=== Records to use ===

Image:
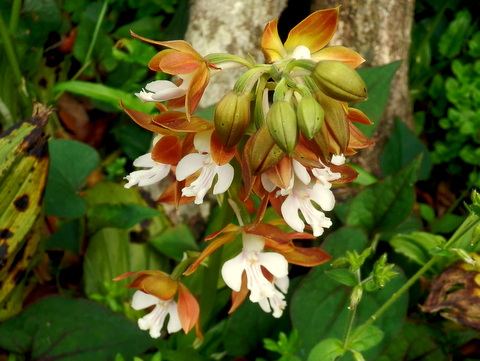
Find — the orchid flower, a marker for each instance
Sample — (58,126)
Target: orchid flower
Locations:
(156,318)
(156,288)
(193,162)
(300,196)
(182,60)
(251,261)
(308,40)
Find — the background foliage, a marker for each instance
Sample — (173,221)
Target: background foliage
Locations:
(57,262)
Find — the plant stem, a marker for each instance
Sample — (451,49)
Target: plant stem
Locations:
(212,272)
(351,315)
(10,52)
(14,16)
(88,57)
(400,292)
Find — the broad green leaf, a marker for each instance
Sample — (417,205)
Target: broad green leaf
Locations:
(417,245)
(453,39)
(124,215)
(68,236)
(105,94)
(61,328)
(71,162)
(364,339)
(112,251)
(385,204)
(327,350)
(378,81)
(415,342)
(344,276)
(175,241)
(23,175)
(319,306)
(401,148)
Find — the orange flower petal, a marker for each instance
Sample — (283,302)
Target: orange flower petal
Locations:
(146,121)
(272,47)
(357,116)
(339,53)
(167,150)
(314,32)
(239,297)
(212,246)
(307,257)
(188,309)
(197,86)
(219,153)
(156,283)
(177,122)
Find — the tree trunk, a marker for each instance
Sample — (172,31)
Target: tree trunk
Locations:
(380,31)
(229,26)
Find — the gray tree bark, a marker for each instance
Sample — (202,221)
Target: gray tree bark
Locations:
(229,26)
(380,31)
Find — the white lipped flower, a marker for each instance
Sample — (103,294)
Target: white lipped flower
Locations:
(193,162)
(145,177)
(154,173)
(300,195)
(163,90)
(153,322)
(251,260)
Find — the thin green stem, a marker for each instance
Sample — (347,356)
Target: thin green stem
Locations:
(10,52)
(351,315)
(400,292)
(88,56)
(14,16)
(212,272)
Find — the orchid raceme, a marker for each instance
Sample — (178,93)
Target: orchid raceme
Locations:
(156,288)
(278,141)
(182,60)
(308,40)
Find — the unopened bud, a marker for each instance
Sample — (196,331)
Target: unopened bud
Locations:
(310,116)
(262,152)
(282,125)
(339,81)
(232,117)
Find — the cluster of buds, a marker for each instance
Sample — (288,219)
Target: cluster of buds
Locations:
(282,134)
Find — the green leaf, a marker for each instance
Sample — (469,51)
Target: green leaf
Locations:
(401,148)
(71,162)
(124,215)
(327,350)
(415,342)
(61,328)
(385,204)
(175,241)
(453,39)
(344,276)
(105,94)
(319,306)
(417,245)
(364,339)
(378,81)
(68,236)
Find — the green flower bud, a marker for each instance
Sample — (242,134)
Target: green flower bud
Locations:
(310,116)
(282,125)
(339,81)
(262,152)
(232,117)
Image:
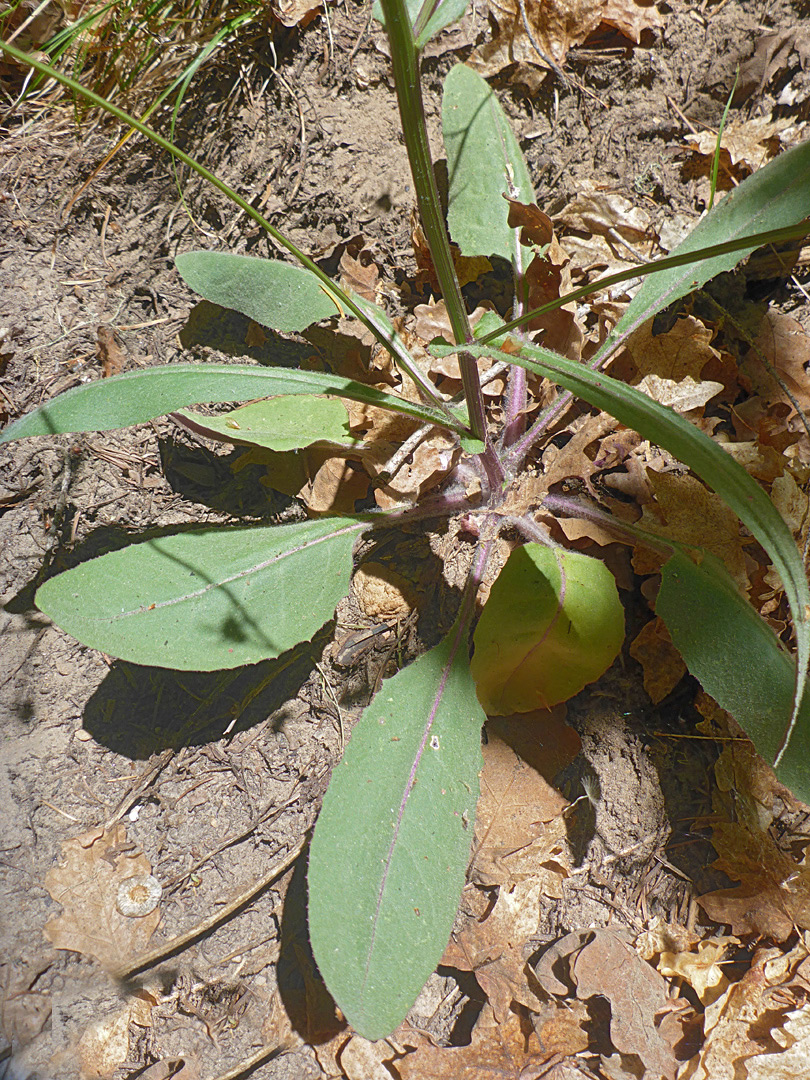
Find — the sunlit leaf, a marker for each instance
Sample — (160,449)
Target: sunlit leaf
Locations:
(390,849)
(775,196)
(445,12)
(705,458)
(136,396)
(484,163)
(277,423)
(738,660)
(207,598)
(552,624)
(273,294)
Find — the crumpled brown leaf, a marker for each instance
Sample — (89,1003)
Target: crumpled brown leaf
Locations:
(599,963)
(498,1051)
(555,26)
(662,664)
(86,882)
(520,846)
(760,1026)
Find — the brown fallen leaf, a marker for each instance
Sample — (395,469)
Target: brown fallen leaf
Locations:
(498,1051)
(95,867)
(520,846)
(688,512)
(109,352)
(661,663)
(381,592)
(553,27)
(760,1026)
(683,351)
(608,967)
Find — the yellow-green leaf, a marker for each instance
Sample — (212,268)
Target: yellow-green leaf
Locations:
(552,624)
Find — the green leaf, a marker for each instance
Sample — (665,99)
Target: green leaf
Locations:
(778,194)
(484,163)
(136,396)
(208,598)
(271,293)
(552,624)
(703,456)
(392,842)
(277,423)
(738,660)
(446,12)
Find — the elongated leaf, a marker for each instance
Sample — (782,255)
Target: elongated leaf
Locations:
(484,163)
(271,293)
(704,457)
(391,846)
(446,12)
(136,396)
(778,194)
(553,623)
(277,423)
(210,598)
(738,659)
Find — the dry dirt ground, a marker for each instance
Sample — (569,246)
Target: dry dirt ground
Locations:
(215,780)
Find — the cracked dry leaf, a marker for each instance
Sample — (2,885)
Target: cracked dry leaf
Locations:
(680,352)
(683,396)
(85,883)
(498,1051)
(605,213)
(688,512)
(556,26)
(748,144)
(607,967)
(772,896)
(750,1030)
(520,847)
(701,970)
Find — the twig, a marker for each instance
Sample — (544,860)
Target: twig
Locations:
(183,941)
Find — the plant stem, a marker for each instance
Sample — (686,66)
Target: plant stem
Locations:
(331,286)
(405,65)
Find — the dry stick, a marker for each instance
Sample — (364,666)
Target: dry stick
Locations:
(245,1067)
(183,941)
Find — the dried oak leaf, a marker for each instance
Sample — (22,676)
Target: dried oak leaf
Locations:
(498,1051)
(748,1029)
(86,883)
(555,26)
(662,664)
(772,896)
(520,846)
(608,967)
(688,512)
(680,352)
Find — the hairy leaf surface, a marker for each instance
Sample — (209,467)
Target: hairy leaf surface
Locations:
(273,294)
(207,598)
(136,396)
(738,660)
(552,624)
(277,423)
(392,842)
(704,457)
(484,163)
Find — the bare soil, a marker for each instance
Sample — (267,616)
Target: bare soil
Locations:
(216,778)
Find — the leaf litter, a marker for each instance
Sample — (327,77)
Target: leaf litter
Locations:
(675,999)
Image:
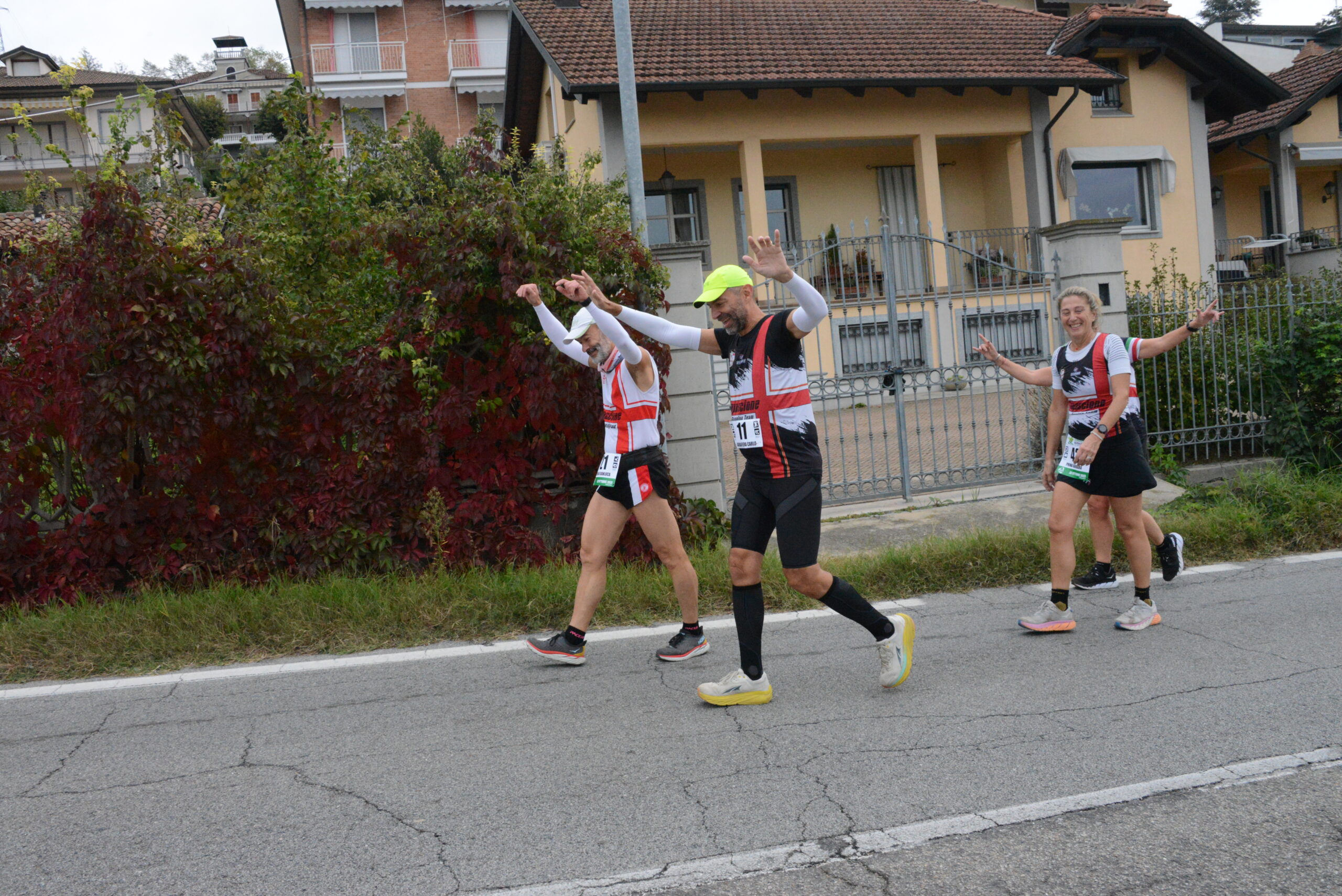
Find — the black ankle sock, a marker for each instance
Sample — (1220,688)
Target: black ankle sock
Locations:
(748,607)
(845,600)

===

» **What the task requires**: Starting with the line that holds "Sample — (209,467)", repeat exactly every line through the end of the material above, both ends included, without the pictures.

» **Output for this task**:
Sample — (209,467)
Target: hairy leaf surface
Locations:
(273,294)
(207,598)
(136,396)
(738,660)
(552,624)
(277,423)
(392,842)
(704,457)
(484,163)
Find — the bare soil, a marker for each instance
Sample — (267,616)
Target: bare soil
Locations:
(216,778)
Find — the leaf litter, a marker for each instance
Sample — (327,77)
Target: leaf litter
Locations:
(675,999)
Image:
Find — the black ankle sock, a marker for each instance
Sample — (1220,688)
Target: black ankle sock
Locations:
(748,607)
(845,600)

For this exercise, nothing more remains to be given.